#### ЦИТИРУЕМЫЙ ТЕКСТ ####

Повелители фрегатов - Владимир Шигин 24 стр.


Глава вторая
БАТОГИ И "КОШКИ"

Любая военная организация помимо награждений, имеющих весьма мощный стимул в улучшении качества службы, всегда использует другой не менее мощный стимул - систему наказаний. Не чужд извечной политики кнута и пряника был и российский парусный флот. О пряниках мы рассказали в прошлой главе, теперь же пришла пора поговорить и о кнуте.

Система наказаний, постоянно совершенствуемая со времен Петра Великого, к концу существования эпохи парусного флота была весьма разнообразна и включала в себя весьма большой спектр: смертную казнь через повешение и расстрел, привязку к позорному столбу, имитацию расстрела с последующей ссылкой на каторгу и одновременным лишением дворянства, чинов и состояния, ссылку на каторгу, но без позорного столба и имитации расстрела, разжалование в матросы (от недели до нескольких лет) - до указа, до выслуги, а в исключительных случаях и навечно, разжалование - понижение в чине на одну или несколько ступеней от нескольких месяцев до нескольких лет, изгнание со службы, изгнание со службы с взятием с выгнанного его крепостных в рекруты, перевод в армию с понижением в чине на несколько ступеней, ссылку на поселение с увольнением от службы, увольнение без пенсии, без присвоения очередного чина, единовременный штраф или вычет части жалованья за определенное время, незачет определенного времени службы к выслуге ордена, пенсии, пропуск в присвоении очередного чина.

####

**ЗАДАНИЯ**
**a)** Ответьте по цитируемому тексту на следующие вопросы:
(i) Как озаглавлена вторая глава?
(ii) Со времён какого правителя совершенствовалась система наказаний?
(iii) Какие два способа смертной казни названы в перечне?
**b)** Подхватите текст о системе наказаний в российском парусном флоте и продолжите его после последнего приведённого предложения.

#### ИЗВЛЕЧЁННЫЕ СТРОКИ ####

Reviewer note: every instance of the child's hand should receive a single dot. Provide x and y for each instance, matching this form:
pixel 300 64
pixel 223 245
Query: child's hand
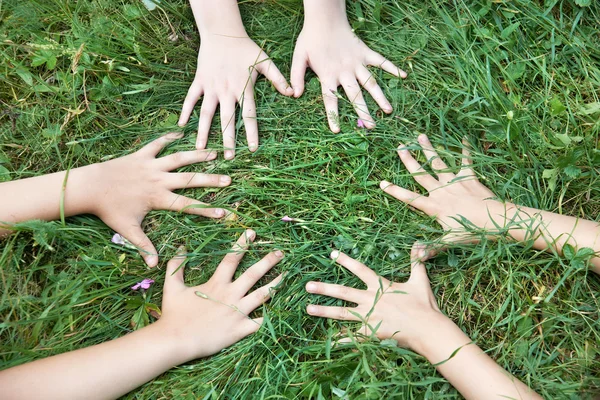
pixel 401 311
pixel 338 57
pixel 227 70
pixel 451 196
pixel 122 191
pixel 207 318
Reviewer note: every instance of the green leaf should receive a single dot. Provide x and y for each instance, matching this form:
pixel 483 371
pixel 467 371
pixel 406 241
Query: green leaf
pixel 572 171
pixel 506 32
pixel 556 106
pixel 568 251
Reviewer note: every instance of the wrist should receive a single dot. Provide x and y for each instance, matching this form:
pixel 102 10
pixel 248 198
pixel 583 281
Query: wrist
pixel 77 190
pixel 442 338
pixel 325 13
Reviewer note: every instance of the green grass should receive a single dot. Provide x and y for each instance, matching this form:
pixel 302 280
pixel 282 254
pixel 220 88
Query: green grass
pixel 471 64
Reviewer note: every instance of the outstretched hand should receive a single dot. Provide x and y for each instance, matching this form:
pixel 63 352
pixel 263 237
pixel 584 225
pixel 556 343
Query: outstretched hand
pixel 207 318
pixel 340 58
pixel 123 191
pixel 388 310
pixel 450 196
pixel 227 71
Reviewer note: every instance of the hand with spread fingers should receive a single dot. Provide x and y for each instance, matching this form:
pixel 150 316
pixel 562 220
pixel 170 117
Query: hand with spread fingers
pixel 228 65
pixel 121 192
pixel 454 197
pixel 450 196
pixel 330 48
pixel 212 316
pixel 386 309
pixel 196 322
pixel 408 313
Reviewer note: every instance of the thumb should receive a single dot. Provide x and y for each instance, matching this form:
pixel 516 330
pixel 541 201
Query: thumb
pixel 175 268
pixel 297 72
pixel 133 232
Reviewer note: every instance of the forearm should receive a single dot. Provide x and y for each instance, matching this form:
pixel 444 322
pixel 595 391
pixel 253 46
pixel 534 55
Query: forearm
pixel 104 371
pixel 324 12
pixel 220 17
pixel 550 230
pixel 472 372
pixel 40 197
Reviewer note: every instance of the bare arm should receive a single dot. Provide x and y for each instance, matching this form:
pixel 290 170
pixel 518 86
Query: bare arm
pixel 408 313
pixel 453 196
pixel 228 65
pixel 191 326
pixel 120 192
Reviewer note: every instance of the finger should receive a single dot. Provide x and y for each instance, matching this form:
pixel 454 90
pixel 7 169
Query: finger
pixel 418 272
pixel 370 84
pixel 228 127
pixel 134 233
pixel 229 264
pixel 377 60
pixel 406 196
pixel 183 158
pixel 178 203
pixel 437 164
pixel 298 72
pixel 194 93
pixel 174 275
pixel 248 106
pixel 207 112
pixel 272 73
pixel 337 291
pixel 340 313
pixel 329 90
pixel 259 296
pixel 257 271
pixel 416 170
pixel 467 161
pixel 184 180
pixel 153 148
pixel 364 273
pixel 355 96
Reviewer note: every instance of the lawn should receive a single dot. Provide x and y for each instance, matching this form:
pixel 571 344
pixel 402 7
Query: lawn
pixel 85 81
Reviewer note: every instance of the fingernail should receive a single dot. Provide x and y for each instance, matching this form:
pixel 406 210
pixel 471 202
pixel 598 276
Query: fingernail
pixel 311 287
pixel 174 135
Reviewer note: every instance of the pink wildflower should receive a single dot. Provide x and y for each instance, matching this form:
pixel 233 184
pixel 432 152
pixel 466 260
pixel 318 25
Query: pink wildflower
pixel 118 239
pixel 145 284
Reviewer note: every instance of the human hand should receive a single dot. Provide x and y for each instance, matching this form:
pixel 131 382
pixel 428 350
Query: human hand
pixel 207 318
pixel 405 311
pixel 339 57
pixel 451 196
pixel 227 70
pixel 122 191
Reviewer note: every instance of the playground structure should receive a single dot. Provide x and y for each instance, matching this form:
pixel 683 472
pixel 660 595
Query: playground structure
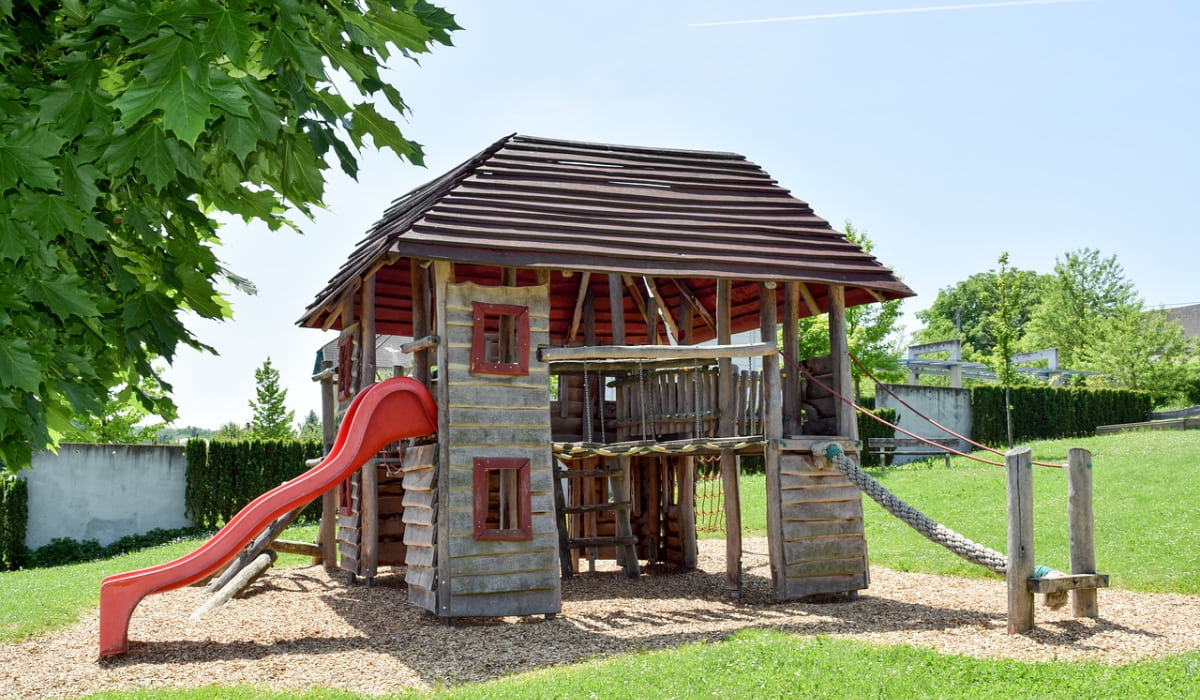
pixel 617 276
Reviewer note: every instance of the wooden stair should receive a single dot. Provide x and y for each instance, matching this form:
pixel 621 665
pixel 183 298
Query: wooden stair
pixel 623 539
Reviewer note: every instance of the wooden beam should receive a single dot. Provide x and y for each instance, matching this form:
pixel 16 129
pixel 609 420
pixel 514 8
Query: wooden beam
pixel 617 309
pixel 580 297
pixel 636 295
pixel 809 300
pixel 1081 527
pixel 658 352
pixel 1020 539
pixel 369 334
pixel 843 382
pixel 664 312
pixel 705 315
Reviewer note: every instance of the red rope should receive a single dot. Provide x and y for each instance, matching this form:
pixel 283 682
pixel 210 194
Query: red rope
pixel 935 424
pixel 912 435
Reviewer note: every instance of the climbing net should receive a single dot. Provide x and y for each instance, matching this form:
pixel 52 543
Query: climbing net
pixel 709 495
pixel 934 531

####
#### ИЗВЛЕЧЁННЫЕ СТРОКИ ####

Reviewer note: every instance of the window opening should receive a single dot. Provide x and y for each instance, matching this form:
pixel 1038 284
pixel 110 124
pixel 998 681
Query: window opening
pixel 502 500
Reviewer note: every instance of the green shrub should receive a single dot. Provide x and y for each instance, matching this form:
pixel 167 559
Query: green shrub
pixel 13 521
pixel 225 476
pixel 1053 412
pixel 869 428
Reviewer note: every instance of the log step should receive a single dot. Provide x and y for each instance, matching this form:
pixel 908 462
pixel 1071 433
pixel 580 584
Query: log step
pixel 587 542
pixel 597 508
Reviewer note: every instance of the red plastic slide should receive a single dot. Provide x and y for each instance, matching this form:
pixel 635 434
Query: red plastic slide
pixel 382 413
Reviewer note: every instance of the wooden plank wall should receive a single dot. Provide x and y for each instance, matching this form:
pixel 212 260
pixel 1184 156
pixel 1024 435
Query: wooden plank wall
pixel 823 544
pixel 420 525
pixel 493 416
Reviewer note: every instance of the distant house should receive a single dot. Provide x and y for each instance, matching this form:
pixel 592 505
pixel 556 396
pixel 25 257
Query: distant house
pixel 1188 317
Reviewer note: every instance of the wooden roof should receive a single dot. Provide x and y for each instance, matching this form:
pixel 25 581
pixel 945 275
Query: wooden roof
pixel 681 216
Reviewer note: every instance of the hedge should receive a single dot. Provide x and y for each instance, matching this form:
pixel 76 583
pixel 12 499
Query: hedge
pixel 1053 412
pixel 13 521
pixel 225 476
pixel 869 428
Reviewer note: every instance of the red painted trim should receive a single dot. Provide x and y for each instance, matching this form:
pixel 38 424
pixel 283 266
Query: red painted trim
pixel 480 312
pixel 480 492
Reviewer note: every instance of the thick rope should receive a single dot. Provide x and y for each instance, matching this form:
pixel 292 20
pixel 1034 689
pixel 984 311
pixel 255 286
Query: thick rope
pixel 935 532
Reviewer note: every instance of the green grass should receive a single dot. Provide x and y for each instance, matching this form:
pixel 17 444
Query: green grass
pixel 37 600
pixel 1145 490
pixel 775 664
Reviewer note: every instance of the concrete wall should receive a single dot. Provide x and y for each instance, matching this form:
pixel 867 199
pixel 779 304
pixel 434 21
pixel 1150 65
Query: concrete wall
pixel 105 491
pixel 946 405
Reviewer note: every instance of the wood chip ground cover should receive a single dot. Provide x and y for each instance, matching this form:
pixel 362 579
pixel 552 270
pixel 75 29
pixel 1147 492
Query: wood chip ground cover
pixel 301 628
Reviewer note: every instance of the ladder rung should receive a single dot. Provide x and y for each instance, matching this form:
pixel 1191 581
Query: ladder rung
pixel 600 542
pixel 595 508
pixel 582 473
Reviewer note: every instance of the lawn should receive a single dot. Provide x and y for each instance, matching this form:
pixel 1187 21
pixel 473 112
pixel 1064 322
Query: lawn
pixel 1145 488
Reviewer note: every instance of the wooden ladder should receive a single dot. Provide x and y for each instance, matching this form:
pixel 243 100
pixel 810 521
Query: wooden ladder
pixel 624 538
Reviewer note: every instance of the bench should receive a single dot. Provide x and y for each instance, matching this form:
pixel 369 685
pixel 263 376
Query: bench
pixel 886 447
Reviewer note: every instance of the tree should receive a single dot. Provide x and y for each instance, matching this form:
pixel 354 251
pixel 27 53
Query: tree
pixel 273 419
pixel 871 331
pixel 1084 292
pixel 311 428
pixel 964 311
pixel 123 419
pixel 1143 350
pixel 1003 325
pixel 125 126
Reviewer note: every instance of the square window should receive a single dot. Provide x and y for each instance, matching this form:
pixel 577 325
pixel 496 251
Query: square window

####

**ОТВЕТЫ К ЗАДАНИЯМ**
**a)**
(i) «Батоги и "кошки"».
(ii) Со времён Петра Великого.
(iii) Повешение и расстрел.

**b)**
Разумеется, подавляющее количество этих наказаний применялось к офицерам. Для матросов перечень был куда проще и суровей. Помимо смертной казни и каторги существовали еще арестантские роты (что было ненамного лучше каторги) и достаточно изощренный список традиционно морских наказаний, как то: "купание с раины", "килевание". Однако самым распространенным наказанием на всем протяжении эпохи парусного лота оставалась самая банальная (но от этого не самая гуманная) порка линьками и "кошками".

Весьма сурово всегда было отношение к тем, кто недобросовестно относился к своим служебным обязанностям. "Кто на вахте найден спящим", то офицер в данном случае разжаловался на месяц в рядовые, а матрос спускался трижды с райны. За непрофессионализм, плохое содержание своего заведования, порчу казенного имущества матросов попросту лупили, офицеров же штрафовали и лишали преимуществ в получении очередного чина.

Впрочем, порой их даже за весьма большие оплошности могли только пожурить. Вот типичный случай. На эскадре вице-адмирала Сенявина во время пушечной салютации оторвало сразу у четырех матросов по руке, а один упал за борт и утонул. Николай I немедленно распорядился: "Велеть старших артиллерийских офицеров там, где случилось, арестовать на неделю. Командирам судов сделать строжайший выговор, ибо их небрежению к обучению людей и к должности приписываю столь несчастное происшествие…"

При первом прочтении уголовных статей петровского Морского устава вообще поначалу берет оторопь: столь страшны и безжалостны наказания за, казалось бы, и не столь уж большие прегрешения. На самом деле в полной мере "смертельные статьи" применялись относительно редко. Устав во многом должен был играть воспитательную роль. Ежедневно после вечерней молитвы и поверки дежурный офицер читал матросам эти статьи, и те должны были проникнуться пониманием того, что служить следует хорошо и не доводить начальство до белого каления.

Как правило, военно-морские судебные заседания в XVIII - первой половине XIX века по старой мировой морской традиции проводили на борту одного из стоящих в порту линейных кораблей, хотя на берегу было бы гораздо удобнее. Начало судебного заседания обозначалось выстрелом пушки. Завершение заседания и оглашение приговора также обозначалось пушечным выстрелом и соответствующим флажным сигналом.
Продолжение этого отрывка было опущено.